#### Given problem:
Write out exactly the lines running from the one that contains "the white upper" through the end of the material.

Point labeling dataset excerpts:

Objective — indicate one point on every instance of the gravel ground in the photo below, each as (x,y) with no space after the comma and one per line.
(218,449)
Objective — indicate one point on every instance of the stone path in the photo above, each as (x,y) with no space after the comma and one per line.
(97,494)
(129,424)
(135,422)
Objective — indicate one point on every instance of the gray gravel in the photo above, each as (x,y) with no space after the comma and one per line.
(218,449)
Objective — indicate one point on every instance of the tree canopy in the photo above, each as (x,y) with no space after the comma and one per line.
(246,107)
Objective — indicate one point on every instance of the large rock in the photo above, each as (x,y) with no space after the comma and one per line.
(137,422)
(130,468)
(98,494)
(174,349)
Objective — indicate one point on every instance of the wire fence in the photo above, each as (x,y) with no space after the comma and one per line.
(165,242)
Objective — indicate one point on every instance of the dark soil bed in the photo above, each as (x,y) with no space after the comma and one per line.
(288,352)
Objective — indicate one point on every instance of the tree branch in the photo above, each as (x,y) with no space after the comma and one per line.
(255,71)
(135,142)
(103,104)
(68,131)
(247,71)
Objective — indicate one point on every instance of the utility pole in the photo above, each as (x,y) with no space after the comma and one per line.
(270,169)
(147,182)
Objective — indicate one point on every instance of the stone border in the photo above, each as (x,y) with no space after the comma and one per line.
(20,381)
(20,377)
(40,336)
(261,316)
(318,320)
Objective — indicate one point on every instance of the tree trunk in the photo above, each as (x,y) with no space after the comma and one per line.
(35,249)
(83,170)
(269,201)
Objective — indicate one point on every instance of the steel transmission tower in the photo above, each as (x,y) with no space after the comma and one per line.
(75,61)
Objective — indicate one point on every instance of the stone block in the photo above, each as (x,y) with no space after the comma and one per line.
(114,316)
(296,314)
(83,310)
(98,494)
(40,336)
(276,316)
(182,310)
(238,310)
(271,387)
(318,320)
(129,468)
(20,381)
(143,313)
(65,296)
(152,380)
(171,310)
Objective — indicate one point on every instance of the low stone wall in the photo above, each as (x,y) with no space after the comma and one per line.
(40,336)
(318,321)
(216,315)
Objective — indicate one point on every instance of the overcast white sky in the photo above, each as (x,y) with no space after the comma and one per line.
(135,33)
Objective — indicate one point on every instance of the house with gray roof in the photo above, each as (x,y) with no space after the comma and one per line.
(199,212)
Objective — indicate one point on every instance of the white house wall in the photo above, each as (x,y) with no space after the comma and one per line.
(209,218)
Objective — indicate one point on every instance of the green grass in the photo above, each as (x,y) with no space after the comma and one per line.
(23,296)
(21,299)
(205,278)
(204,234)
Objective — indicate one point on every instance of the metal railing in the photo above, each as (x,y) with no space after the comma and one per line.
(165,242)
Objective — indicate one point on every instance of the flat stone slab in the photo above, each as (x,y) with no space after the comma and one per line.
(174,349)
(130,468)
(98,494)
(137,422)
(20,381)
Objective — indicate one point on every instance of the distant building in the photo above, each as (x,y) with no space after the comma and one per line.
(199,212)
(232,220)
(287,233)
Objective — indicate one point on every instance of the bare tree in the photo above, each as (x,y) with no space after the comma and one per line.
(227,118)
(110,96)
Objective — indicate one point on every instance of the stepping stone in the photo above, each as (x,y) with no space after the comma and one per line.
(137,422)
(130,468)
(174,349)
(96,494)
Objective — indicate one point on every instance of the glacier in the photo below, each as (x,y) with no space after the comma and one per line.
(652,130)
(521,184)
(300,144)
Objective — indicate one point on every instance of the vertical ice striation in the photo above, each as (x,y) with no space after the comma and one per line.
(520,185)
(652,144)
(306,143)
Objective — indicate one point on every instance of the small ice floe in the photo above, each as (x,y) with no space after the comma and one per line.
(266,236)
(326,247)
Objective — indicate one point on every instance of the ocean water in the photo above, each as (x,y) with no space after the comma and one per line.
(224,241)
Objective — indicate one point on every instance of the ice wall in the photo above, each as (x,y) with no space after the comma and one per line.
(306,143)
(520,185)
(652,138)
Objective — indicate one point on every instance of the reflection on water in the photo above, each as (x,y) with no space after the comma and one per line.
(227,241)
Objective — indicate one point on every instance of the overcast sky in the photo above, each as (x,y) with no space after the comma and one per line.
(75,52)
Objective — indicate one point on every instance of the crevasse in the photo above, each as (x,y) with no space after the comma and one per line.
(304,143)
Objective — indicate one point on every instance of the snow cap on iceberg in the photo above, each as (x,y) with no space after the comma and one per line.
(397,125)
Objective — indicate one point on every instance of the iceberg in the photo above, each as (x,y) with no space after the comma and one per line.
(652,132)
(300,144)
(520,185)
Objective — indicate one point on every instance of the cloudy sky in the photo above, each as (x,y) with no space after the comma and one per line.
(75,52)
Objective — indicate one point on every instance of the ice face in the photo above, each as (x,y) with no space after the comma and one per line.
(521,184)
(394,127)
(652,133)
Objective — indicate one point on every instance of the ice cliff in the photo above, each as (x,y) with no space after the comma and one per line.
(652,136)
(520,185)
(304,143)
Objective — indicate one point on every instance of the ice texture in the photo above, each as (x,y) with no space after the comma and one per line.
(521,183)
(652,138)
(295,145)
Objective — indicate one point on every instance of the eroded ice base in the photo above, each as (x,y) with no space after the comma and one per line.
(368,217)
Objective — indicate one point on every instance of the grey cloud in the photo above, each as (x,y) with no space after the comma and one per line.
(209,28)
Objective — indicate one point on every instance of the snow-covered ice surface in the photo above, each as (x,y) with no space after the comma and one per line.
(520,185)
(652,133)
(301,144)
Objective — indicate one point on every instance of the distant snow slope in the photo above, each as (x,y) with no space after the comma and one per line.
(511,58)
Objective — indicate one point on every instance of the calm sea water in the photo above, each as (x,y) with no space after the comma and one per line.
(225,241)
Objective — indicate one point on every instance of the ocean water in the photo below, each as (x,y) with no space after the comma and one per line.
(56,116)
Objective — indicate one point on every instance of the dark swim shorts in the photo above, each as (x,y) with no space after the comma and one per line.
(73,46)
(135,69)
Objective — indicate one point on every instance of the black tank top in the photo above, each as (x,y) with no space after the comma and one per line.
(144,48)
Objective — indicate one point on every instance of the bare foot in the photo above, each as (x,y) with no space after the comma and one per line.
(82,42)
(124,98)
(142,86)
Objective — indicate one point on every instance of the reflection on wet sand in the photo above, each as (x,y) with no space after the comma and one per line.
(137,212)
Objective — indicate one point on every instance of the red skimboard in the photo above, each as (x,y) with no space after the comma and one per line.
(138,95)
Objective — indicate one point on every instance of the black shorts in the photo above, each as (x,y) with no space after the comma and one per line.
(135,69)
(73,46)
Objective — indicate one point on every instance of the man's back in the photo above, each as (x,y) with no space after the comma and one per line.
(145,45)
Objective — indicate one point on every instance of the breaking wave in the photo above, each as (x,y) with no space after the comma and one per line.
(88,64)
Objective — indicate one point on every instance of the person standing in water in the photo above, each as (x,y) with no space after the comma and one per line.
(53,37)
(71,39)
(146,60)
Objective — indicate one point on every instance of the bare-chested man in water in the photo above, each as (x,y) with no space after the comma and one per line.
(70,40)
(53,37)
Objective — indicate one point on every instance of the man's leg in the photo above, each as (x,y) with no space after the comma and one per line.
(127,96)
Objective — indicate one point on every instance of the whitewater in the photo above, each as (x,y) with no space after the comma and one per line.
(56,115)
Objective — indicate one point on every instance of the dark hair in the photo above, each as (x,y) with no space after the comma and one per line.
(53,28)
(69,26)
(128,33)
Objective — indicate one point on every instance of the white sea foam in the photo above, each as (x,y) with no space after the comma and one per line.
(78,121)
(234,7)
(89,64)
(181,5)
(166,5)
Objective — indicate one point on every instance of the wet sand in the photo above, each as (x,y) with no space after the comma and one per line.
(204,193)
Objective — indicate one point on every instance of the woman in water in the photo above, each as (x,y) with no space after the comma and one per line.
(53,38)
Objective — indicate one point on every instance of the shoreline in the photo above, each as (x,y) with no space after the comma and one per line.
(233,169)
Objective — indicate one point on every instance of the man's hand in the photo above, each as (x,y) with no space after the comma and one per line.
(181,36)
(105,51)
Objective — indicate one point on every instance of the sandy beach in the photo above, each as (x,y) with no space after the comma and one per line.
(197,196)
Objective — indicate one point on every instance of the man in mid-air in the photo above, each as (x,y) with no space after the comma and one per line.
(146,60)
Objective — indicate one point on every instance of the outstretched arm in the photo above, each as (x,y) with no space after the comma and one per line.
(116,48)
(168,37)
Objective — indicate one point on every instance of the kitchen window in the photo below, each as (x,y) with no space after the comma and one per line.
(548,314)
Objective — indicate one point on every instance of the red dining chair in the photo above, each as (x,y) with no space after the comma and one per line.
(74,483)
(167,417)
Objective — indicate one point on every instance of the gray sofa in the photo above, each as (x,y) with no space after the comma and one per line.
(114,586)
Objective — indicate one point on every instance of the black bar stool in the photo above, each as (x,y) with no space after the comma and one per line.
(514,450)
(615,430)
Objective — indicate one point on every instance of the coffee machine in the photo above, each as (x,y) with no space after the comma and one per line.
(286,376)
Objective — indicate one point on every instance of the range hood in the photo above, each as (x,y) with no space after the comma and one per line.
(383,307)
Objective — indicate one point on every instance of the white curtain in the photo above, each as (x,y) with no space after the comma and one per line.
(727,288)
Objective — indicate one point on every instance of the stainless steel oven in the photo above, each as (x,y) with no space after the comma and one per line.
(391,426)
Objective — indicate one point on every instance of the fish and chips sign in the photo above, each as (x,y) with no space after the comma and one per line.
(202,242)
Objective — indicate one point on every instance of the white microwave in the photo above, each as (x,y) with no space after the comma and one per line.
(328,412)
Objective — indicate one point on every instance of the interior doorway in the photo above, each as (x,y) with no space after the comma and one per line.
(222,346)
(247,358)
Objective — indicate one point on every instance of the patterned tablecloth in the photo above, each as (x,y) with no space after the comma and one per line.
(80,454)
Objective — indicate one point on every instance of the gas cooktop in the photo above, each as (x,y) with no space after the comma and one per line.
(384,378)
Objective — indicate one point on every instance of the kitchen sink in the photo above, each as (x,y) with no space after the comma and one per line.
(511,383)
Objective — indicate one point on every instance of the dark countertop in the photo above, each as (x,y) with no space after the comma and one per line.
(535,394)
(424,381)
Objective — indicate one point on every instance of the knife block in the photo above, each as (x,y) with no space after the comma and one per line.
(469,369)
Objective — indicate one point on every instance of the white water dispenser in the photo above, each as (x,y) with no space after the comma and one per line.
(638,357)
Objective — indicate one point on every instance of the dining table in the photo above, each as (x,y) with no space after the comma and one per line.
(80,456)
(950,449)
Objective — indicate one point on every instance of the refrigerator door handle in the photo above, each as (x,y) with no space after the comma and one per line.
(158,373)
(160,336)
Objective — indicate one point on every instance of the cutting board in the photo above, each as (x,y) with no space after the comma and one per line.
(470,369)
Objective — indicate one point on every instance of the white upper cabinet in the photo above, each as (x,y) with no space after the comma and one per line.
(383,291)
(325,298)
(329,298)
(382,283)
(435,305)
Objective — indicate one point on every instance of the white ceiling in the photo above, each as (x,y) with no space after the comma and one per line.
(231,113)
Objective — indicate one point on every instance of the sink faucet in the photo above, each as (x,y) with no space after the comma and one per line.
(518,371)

#### Finished task:
Objective — indicate one point on every instance of the white upper cabinet in the photo above, each as (x,y) with no space after the comma and one per line.
(383,291)
(325,298)
(329,298)
(382,283)
(435,305)
Objective — indicate one point on every instance of the white ceiling in the photo above, each as (x,y) with no space after the comma and one per line.
(231,113)
Objective — indicate one point on every instance of the sink faucet in the photo above, each as (x,y) with no space after the comma and one per line.
(518,371)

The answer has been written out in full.